* TEXTE FOURNI

********************

Qu'est-ce qui se passe pendant votre brainstorming ?
L'humain est un être social. Cela ne signifie pas que nous aimons êtres sociable, mais que nous sommes fait pour réagir d'une certaine façon au contact d'autres êtres humains. Quand nous sommes en groupe, inévitablement la dynamique de groupe va prendre le dessus. Et cela peut s'avérer nocif quand l'objectif final est d'obtenir de bonnes idées lors d'une session de brainstorming.
Voici quelques forces qui sont en jeu lors d'une session de brainstorming en groupe :
1. Tout le monde est trop gentil
Nous nous préoccupons de ce que les autres pensent de nous. Au sein d'un groupe, nous sommes soucieux des apparences, et ces préoccupations peuvent nous empêcher d'avoir de bonnes idées. La peur du jugement dans un groupe peut donc influencer négativement notre performance.
Nous pouvons être amenés à être peu critique envers les autres pour éviter d'être critiqué en retour. Cela crée un climat agréable, mais peu propice lors d'une session d'échange d'idées créatives.

********************

* MATÉRIEL D'EXERCICE
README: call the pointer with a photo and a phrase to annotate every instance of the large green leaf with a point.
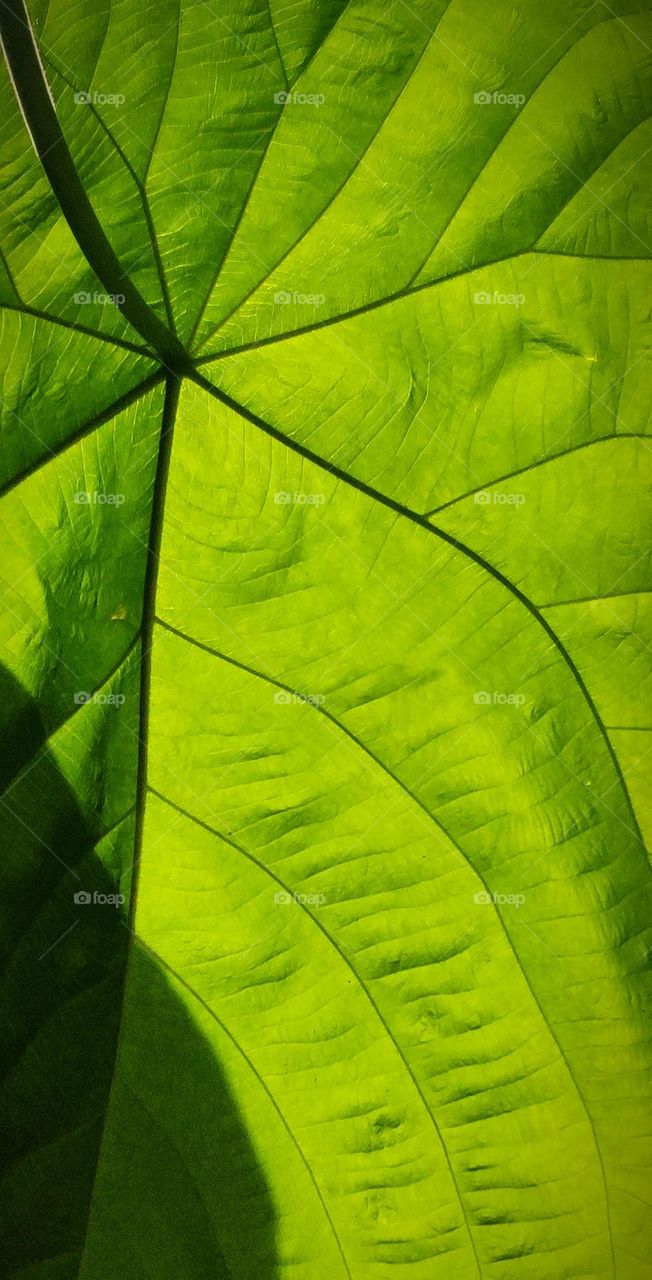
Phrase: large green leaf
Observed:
(326, 640)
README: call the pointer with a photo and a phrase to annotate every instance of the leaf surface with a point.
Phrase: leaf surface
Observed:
(326, 641)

********************

* VOTRE TRAVAIL
• a. Reproduisez à l'identique toutes les lignes des entrées, en laissant les images de côté.
• b. Poursuivez le texte sur le brainstorming en groupe après sa dernière phrase.

* RÉPONSES
• a.
README: call the pointer with a photo and a phrase to annotate every instance of the large green leaf with a point.
Phrase: large green leaf
Observed:
(326, 640)
README: call the pointer with a photo and a phrase to annotate every instance of the leaf surface with a point.
Phrase: leaf surface
Observed:
(326, 641)

• b.
2. Les gens font moins d'efforts que lorsqu'ils sont seuls
La paresse sociale est un risque au sein de toutes sortes de groupes, y compris le brainstorming. En résumé, les gens ne se sentent pas obligés de fournir un effort optimal quand ils savent que d'autres membres du groupes peuvent prendre le relais.
Quand nous sommes seuls et que nous ne pouvons compter sur personne, nous sommes davantage motivés pour trouver des idées.
3. Les membres de l'équipe n'ont pas tous la même chance de contribuer
L'idée que nous avons tous une chance égale dans un brainstorming est un fantasme, car ça ne se passe pas comme ça en pratique.
Les techniques de brainstorming où chacun parle à son tour ont tendance à favoriser les idées de celui qui va le plus vite au tableau (un biais cognitif appelé "ancrage"). Les premières idées proposées resteront plus longtemps dans les mémoires des participants, et se retrouveront en fin de session avec un poids naturellement plus important que les dernières idées proposées (sans que cela soit justifié).
Cela pénalise injustement les membres introvertis de l'équipe qui mettent plus de temps à participer. Nous avons tendance à retenir automatiquement les idées quand elles viennent de personnes perçues comme plus expérimentées. À moins que vous ayez un groupe de personne du même niveau d'expérience, la perception du statut pourrait jouer en la défaveur de votre groupe.
4. Sans s’en rendre compte, le groupe essaye de trouver un terrain d'entente entre “bof” et “pas trop mal”
Un autre phénomène psychosocial qui survient lorsqu’on pratique des techniques de brainstorming est la tendance à "régresser vers la moyenne", ou nivellement par le bas.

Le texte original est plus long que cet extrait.